Fragment:

====================

Hinch pojawił się dopiero co, bo w 2020 roku. Jest to gorzelnia stricte nowoczesna, powstała z pietyzmem i dbałością o każdy szczegół. Założona przez bardzo majętnego człowieka pozwala myśleć, iż whisky stąd pochodząca będzie naprawdę
porządną, która ugruntuje swą pozycję wśród tak wielu już dziś istniejących.
Widać, że irlandzkie gorzelnictwo w końcu złapało drugi oddech, i dobrze, bo kto jak nie Irlandczycy ma konkurować ze Szkotami o miano naj? Poza
tym Szkotom także od czasu do czasu warto „utrzeć nosa”, żeby nie zapominali, iż nie są na świecie jedyni. Ale to tak pół żartem, wiadomo.
Degustacja#10 – Hinch 5yo Double Wood 43% ABV
Wstęp
Jako że Hinch powstał w 2020 roku, siłą rzeczy whisky stąd pochodzące jeszcze muszą chwilkę poleżeć, by trafić na rynek. Tak więc wszystko, co gorzelnia obecnie oferuje jest produkowane gdzie indziej, na specjalne zlecenie. Co prawda
bardzo jestem ciekaw przede wszystkim właściwych destylatów, konkretnie pochodzących z Hinch Distillery, na tę chwilę zadowolić się muszę jednak wspomnianą „whisky na zlecenie”.
Wybrałem 5-latka starzonego w beczkach
po bourbonie i finiszowanego rok w dziewiczym dębie. Oczywiście jest to mieszanka zbożowych i słodowych destylatów, jak to w wersjach podstawowych. Zobaczmy, z czym więc ten Hinch się je.

====================

Zapisane wiersze:
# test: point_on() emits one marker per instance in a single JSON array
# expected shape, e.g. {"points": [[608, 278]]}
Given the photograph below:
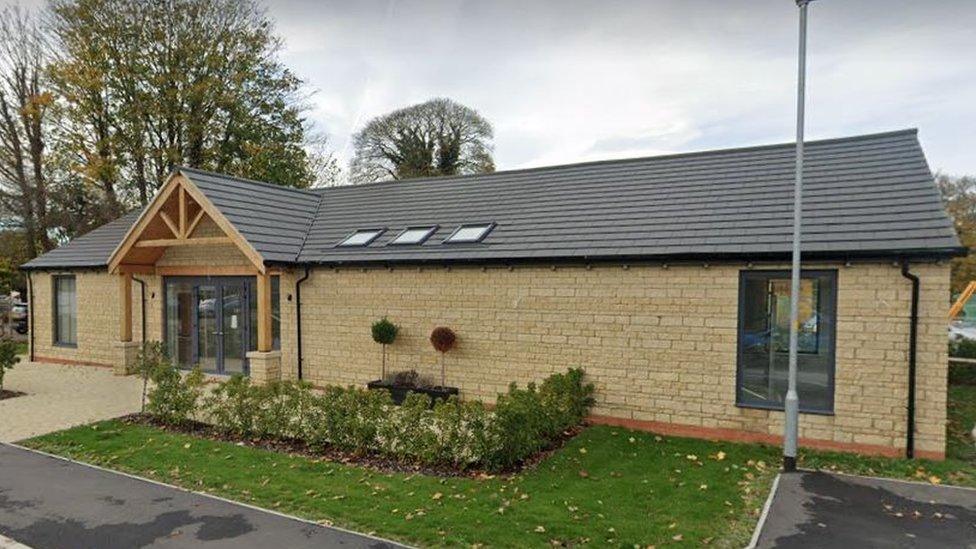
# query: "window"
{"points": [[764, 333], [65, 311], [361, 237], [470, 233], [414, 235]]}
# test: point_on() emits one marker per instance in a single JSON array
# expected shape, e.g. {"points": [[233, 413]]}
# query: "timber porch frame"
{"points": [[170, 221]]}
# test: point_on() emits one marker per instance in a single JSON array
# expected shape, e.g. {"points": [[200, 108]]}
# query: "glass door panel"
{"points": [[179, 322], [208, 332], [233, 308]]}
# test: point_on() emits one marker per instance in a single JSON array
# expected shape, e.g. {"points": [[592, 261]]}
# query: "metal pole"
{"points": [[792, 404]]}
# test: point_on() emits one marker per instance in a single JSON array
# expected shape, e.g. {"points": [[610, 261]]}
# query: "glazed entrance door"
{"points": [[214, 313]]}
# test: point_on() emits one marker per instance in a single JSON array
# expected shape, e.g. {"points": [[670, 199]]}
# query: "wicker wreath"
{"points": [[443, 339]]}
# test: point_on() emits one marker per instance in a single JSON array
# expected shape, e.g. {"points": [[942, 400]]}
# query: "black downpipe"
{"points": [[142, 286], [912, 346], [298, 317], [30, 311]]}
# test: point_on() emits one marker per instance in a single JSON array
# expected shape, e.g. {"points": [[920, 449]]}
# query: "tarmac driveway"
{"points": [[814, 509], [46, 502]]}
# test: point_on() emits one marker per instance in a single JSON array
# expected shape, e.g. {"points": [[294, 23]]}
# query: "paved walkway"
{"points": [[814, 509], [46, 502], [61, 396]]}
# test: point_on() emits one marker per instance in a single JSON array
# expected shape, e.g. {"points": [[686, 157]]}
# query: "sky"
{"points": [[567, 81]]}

====================

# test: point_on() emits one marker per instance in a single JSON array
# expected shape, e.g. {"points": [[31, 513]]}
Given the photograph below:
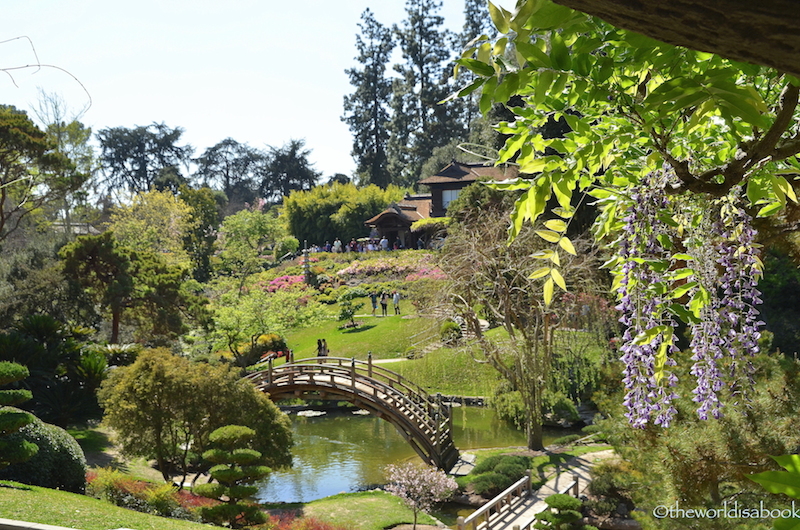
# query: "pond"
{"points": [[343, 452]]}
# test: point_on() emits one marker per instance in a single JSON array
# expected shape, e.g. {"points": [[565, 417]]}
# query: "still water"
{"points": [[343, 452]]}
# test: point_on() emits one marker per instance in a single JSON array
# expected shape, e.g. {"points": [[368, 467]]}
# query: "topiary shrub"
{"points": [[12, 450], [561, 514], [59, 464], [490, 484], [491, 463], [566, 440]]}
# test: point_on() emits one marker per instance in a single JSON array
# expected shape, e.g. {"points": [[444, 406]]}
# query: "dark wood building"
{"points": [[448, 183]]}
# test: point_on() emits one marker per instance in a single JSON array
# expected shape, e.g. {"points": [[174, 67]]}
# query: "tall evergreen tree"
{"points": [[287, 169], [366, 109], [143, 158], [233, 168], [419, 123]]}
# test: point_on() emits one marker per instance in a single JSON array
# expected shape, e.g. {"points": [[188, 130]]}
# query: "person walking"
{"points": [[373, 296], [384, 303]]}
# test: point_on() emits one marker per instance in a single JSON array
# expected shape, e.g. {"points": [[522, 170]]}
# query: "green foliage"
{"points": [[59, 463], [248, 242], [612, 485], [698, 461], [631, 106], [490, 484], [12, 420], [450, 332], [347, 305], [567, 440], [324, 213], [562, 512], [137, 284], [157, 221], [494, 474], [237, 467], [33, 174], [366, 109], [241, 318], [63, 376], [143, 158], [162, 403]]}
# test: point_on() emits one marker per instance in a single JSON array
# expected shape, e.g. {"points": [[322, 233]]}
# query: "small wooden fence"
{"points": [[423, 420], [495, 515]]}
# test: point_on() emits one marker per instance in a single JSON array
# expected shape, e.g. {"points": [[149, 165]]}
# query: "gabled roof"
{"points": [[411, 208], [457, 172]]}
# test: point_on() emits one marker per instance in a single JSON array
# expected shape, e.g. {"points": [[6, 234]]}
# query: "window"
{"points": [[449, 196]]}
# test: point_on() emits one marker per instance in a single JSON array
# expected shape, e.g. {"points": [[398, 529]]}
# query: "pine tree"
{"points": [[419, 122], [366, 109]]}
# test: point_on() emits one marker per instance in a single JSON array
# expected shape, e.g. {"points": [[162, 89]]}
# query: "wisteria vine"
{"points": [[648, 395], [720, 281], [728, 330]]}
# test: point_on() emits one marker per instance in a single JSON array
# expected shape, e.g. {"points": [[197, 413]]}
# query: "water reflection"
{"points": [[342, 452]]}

====================

Zadania pisemne:
a - Przepisz w formie krótkiej listy akapit z fragmentu, który zaczyna się od słów „Jako że Hinch powstał w 2020 roku”. Zachowaj jego najważniejsze informacje.
b - Podaj, w ilu wierszach rekordów występuje słowo "tree". Wielkość liter ma znaczenie. Napisz samą liczbę.

Odpowiedzi po kolei:
a -
- Hinch powstał w 2020 roku, więc jego własna whisky musi jeszcze poleżeć, zanim trafi na rynek.
- Wszystko, co gorzelnia obecnie oferuje, jest produkowane gdzie indziej, na specjalne zlecenie.
- Największą ciekawość budzą destylaty pochodzące z samej Hinch Distillery.
- Na razie trzeba się zadowolić „whisky na zlecenie”.

b - 2